Вениамин ЗИКУНОВ

Родился на Алтае в селе Анатольевка. Работать начал с 14 лет. Был токарем, экскурсоводом, редактором районной газеты. Служил на Тихом океане в морской авиации. Стихи, очерки и рассказы Вениамина Зикунова публиковались в журналах «Енисей», «Уральский следопыт», «Юность», «Урал», «Смена». Автор шести книг, член Союза писателей России. Живёт в Дивногорске.

ЗАПИСКИ ВОРЧУНА И ПОЭТА

— Вениамин Карпович, в некоторых красноярских газетах появилась серия Ваших небольших сатирических рассказов. Что это — освоение нового жанра?

* _Раздел данных_:
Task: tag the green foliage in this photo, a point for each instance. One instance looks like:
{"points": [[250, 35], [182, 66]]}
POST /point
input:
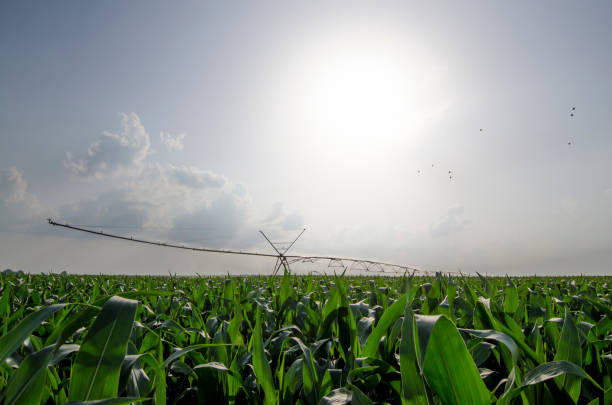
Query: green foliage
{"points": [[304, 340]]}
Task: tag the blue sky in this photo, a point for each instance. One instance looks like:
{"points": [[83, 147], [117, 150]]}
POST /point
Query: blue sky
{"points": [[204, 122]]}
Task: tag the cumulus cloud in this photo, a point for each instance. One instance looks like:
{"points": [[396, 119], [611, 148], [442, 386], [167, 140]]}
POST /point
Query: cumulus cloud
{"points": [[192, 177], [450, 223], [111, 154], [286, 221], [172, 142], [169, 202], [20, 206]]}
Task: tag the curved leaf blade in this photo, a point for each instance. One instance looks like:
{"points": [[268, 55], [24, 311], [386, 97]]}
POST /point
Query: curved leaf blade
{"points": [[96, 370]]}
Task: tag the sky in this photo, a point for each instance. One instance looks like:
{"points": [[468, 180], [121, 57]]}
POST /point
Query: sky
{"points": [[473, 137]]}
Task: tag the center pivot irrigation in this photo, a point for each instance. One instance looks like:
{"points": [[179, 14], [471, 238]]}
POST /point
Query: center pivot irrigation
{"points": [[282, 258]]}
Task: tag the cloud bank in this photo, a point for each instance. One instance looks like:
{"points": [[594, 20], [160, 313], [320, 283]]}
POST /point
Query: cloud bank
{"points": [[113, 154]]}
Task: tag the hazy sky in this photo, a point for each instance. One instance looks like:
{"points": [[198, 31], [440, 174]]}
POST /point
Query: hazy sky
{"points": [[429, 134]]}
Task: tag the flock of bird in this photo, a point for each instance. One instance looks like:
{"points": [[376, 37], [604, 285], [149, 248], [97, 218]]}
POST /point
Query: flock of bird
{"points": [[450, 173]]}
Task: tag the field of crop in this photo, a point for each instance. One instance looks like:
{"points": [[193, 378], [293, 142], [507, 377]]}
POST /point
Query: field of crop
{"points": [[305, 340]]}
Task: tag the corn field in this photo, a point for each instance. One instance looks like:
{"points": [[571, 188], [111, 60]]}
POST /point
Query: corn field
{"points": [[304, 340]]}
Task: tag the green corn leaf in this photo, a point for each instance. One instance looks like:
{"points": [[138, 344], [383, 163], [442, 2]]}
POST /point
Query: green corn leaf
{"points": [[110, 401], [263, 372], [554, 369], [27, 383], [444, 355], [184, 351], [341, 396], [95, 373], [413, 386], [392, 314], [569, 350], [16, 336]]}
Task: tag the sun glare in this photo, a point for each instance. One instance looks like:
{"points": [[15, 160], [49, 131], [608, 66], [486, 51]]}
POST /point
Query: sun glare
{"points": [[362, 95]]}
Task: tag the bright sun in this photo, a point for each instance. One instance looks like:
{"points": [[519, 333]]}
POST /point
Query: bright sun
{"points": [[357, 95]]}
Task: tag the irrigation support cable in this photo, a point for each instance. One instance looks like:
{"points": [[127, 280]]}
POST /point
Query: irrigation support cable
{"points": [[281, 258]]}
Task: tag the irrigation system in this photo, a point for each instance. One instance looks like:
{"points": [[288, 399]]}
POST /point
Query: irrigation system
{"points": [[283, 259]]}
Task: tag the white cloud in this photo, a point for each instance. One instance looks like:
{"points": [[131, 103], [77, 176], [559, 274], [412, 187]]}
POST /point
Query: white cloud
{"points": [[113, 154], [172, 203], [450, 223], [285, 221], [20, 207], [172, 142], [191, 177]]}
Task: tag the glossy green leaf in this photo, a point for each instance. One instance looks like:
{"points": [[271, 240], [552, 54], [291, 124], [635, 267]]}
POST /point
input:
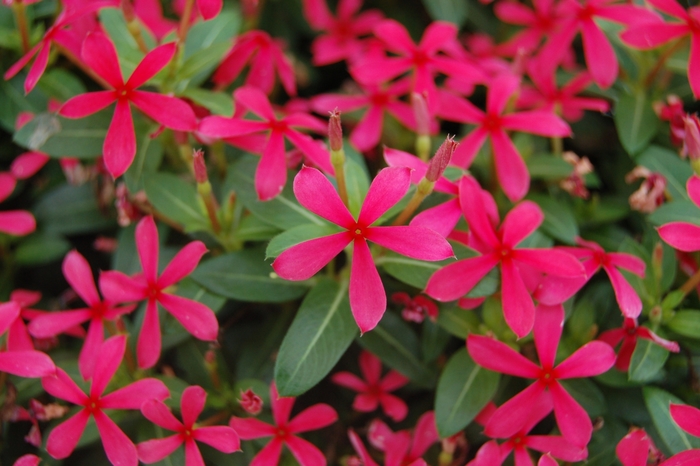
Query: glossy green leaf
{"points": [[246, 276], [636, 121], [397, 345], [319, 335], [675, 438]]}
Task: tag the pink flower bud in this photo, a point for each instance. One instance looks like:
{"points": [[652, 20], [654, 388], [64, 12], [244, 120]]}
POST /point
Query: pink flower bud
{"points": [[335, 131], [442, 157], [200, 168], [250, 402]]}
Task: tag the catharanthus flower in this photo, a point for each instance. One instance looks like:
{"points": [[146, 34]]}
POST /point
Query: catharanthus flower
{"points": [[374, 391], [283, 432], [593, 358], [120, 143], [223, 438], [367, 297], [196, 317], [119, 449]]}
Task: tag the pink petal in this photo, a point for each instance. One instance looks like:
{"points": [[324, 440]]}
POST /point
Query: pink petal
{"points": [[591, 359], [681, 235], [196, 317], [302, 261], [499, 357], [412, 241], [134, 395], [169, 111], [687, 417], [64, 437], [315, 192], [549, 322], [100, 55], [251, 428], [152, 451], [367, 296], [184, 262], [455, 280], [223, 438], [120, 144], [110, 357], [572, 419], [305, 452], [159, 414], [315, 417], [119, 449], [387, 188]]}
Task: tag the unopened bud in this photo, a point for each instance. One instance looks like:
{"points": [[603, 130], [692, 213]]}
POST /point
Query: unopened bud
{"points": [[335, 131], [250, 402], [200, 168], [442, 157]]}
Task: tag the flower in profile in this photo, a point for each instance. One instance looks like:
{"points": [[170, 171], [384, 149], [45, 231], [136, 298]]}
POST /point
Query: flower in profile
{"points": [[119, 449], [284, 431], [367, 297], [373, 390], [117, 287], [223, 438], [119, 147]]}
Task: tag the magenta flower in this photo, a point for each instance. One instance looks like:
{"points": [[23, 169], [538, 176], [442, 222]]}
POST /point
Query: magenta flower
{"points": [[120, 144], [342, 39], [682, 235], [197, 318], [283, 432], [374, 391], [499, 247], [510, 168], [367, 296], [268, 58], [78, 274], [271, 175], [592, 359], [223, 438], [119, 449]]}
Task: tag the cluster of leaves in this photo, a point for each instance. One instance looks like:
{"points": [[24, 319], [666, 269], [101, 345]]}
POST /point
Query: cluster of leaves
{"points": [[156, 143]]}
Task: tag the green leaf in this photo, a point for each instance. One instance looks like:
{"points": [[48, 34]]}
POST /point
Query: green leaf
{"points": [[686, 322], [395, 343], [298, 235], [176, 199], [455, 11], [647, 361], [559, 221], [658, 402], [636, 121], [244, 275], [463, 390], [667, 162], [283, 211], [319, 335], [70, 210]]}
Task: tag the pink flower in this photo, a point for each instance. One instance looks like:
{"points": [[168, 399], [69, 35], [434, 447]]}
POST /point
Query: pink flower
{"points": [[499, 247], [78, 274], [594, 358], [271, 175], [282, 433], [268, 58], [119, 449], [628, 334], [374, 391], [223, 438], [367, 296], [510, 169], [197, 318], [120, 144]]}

==

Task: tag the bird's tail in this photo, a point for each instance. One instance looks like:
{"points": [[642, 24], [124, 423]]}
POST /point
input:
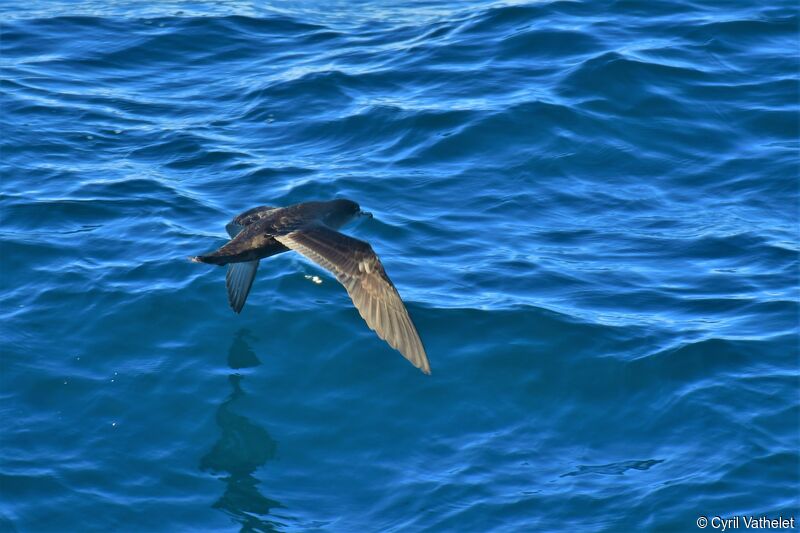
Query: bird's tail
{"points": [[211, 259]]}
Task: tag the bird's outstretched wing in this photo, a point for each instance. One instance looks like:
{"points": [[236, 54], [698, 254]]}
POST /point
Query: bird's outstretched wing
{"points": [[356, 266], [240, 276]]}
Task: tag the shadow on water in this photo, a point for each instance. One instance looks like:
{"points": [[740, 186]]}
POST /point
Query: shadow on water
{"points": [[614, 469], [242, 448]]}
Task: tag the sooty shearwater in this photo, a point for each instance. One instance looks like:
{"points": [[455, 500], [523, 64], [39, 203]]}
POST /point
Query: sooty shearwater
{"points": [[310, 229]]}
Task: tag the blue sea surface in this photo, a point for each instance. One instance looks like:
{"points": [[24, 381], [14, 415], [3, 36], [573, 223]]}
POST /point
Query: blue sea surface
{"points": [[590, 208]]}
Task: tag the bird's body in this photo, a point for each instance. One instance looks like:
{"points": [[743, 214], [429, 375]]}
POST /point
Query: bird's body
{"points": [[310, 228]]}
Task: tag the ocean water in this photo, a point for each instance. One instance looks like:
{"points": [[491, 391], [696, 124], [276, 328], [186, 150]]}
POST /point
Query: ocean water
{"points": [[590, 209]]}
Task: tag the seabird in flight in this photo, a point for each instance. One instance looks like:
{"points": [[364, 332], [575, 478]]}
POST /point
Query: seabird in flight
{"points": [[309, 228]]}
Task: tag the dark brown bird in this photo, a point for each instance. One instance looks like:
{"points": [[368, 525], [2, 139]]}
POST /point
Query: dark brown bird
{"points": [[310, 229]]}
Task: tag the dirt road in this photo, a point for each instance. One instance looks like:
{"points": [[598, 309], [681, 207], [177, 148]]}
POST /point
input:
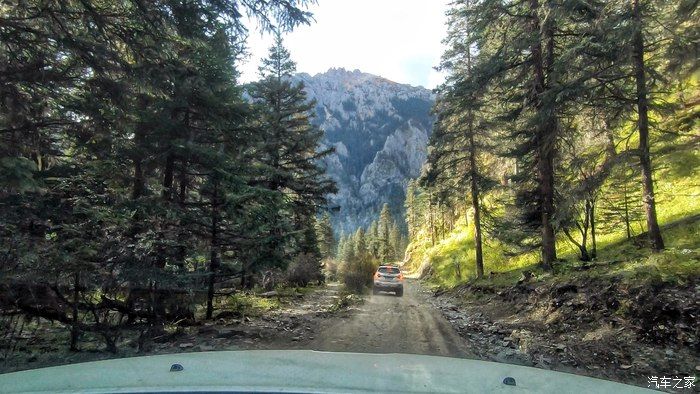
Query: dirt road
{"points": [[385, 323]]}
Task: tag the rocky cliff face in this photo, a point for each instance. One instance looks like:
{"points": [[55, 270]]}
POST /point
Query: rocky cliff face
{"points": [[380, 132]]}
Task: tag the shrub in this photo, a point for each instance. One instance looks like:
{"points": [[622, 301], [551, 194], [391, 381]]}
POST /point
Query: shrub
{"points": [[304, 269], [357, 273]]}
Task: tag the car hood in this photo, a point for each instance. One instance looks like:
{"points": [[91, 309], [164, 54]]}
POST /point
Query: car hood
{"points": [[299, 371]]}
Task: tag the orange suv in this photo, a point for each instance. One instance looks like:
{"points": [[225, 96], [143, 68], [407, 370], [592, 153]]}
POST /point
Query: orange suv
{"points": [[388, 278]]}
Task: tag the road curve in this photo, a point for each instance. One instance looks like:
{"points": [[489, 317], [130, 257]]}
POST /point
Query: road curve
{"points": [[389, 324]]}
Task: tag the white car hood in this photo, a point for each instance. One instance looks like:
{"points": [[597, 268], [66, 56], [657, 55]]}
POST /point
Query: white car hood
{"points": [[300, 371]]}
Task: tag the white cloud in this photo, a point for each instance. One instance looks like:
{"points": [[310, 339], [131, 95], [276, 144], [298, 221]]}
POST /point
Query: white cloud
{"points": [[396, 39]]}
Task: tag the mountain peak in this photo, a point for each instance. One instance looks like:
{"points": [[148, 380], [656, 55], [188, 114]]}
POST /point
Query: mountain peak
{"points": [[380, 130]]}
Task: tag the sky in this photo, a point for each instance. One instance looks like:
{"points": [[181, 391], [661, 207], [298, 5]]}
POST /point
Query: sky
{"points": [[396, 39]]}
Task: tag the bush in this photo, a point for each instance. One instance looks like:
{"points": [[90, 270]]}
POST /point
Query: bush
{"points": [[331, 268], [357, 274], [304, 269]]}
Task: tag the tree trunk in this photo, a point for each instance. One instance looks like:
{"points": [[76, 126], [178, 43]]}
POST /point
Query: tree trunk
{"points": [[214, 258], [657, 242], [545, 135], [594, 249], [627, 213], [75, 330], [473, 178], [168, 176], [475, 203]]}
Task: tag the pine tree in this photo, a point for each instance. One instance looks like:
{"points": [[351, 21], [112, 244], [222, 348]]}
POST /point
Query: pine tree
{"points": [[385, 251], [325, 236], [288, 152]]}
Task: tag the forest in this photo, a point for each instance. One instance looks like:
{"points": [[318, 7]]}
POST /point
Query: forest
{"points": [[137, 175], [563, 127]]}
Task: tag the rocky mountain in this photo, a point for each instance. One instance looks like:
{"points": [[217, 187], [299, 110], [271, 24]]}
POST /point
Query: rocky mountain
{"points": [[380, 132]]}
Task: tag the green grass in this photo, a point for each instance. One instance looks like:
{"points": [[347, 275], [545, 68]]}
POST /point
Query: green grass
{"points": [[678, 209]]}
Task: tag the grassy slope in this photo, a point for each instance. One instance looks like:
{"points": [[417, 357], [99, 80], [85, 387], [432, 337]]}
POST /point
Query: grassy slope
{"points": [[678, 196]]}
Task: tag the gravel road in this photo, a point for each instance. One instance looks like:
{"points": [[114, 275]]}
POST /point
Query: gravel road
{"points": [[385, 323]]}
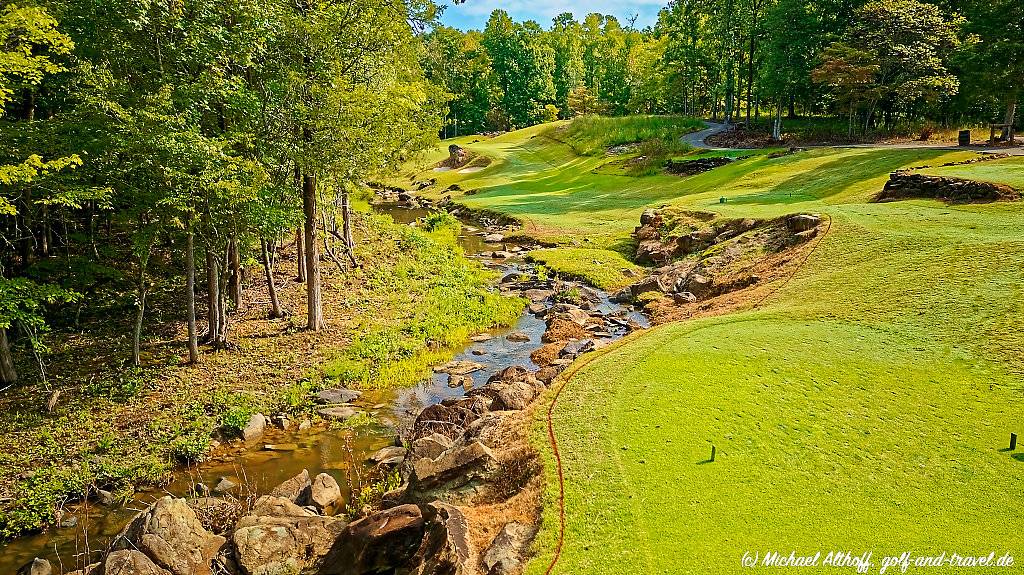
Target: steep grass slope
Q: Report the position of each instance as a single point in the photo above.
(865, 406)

* _Задания_:
**A.** Перепишите дословно фрагмент отрывка для чтения: начните со слов «Родился на Алтае» и остановитесь после слов «освоение нового жанра?».
**B.** В каком селе, согласно отрывку для чтения, родился Вениамин Зикунов?

* _Решения заданий_:
**A.**
Родился на Алтае в селе Анатольевка. Работать начал с 14 лет. Был токарем, экскурсоводом, редактором районной газеты. Служил на Тихом океане в морской авиации. Стихи, очерки и рассказы Вениамина Зикунова публиковались в журналах «Енисей», «Уральский следопыт», «Юность», «Урал», «Смена». Автор шести книг, член Союза писателей России. Живёт в Дивногорске.

ЗАПИСКИ ВОРЧУНА И ПОЭТА

— Вениамин Карпович, в некоторых красноярских газетах появилась серия Ваших небольших сатирических рассказов. Что это — освоение нового жанра?

**B.** В селе Анатольевка на Алтае.